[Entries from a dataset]

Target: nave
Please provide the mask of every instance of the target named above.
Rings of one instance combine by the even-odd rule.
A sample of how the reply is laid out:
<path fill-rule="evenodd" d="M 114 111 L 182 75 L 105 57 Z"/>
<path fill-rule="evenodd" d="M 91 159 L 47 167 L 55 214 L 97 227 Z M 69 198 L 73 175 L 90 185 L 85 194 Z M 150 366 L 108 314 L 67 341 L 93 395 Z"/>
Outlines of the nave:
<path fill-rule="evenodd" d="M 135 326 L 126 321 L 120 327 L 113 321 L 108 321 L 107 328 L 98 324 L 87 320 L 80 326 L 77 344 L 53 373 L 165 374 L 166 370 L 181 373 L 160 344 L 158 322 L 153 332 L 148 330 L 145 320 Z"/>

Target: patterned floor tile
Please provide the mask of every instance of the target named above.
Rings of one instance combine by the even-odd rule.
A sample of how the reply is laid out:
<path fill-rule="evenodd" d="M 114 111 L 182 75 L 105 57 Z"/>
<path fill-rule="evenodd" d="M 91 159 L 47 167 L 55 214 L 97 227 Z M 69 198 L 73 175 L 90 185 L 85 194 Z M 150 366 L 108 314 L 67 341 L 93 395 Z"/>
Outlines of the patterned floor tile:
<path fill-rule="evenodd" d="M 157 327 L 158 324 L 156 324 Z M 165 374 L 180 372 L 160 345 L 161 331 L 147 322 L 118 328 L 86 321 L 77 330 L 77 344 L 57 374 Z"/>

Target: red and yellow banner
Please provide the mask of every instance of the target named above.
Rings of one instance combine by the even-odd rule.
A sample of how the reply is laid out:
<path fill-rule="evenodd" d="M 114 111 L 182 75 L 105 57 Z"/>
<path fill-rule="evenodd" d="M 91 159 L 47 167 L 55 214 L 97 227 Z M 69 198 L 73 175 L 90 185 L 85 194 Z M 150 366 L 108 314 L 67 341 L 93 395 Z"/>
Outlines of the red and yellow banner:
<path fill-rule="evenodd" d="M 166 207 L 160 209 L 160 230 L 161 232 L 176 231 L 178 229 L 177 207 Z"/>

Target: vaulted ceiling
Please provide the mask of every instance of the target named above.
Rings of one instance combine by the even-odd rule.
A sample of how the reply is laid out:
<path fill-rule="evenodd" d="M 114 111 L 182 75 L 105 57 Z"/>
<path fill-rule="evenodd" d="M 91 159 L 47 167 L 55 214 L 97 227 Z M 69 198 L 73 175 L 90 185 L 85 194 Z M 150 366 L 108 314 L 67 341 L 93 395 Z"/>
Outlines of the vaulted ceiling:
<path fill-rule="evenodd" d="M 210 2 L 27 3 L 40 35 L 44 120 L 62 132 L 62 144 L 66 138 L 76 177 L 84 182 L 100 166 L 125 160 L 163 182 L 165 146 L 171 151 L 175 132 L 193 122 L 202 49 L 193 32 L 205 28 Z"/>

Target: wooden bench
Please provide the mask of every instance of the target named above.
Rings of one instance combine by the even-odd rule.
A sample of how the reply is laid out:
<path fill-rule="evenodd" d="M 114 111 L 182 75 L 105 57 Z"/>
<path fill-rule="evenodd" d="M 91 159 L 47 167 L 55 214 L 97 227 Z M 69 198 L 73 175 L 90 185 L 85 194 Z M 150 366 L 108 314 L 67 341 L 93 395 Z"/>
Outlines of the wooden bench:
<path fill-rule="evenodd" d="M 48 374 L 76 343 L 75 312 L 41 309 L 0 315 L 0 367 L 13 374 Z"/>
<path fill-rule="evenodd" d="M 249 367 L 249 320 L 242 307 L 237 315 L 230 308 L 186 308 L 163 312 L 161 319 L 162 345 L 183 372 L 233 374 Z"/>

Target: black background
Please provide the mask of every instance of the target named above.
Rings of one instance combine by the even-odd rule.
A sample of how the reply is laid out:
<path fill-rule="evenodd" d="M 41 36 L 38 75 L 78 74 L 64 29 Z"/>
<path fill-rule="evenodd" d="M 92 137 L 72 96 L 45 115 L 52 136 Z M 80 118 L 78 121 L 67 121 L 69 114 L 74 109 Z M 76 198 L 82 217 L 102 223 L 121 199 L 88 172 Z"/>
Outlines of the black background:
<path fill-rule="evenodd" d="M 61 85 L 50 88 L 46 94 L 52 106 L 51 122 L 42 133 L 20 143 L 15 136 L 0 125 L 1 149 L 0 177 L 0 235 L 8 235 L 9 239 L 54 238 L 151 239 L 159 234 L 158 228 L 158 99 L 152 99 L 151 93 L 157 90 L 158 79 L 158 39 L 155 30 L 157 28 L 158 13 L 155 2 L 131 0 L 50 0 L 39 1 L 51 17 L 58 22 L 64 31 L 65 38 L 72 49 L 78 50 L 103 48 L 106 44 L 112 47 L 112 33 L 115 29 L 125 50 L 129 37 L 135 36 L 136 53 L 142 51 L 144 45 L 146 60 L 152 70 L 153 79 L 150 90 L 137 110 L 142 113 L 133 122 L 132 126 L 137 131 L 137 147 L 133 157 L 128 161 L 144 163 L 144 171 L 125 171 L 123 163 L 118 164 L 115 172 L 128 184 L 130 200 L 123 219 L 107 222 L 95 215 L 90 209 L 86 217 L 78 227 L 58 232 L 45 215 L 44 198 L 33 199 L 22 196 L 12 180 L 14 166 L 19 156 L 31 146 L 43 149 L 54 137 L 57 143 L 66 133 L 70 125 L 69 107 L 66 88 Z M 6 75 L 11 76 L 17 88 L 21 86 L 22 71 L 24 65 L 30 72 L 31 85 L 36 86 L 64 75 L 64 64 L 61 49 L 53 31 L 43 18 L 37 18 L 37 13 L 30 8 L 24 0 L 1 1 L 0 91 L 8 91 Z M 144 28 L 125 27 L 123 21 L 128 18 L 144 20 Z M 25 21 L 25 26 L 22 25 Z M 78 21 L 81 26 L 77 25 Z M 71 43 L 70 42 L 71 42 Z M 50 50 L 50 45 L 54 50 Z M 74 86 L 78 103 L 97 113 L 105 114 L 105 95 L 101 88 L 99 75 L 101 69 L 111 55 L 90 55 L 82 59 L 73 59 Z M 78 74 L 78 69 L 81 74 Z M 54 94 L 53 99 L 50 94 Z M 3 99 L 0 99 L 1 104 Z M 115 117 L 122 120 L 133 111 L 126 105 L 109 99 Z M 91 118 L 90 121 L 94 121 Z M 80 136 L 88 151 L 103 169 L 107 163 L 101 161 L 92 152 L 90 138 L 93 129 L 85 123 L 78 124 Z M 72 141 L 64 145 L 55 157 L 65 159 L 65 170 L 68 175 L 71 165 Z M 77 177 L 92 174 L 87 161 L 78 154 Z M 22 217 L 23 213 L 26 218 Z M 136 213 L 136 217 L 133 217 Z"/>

What is required » Copy out the lines of the records without any change, beginning at the line that contains "Target: wooden bench" and continuing through the line that contains "Outlines of the wooden".

Expected answer »
Target: wooden bench
Please provide the mask of every instance of the target named above.
Rings of one instance combine by the even-odd rule.
A sample of how the reply is laid out:
<path fill-rule="evenodd" d="M 114 111 L 182 75 L 105 57 Z"/>
<path fill-rule="evenodd" d="M 91 159 L 47 167 L 55 214 L 97 227 Z M 69 198 L 73 175 L 90 185 L 85 194 Z M 150 366 L 108 314 L 67 341 L 93 395 Z"/>
Outlines of the wooden bench:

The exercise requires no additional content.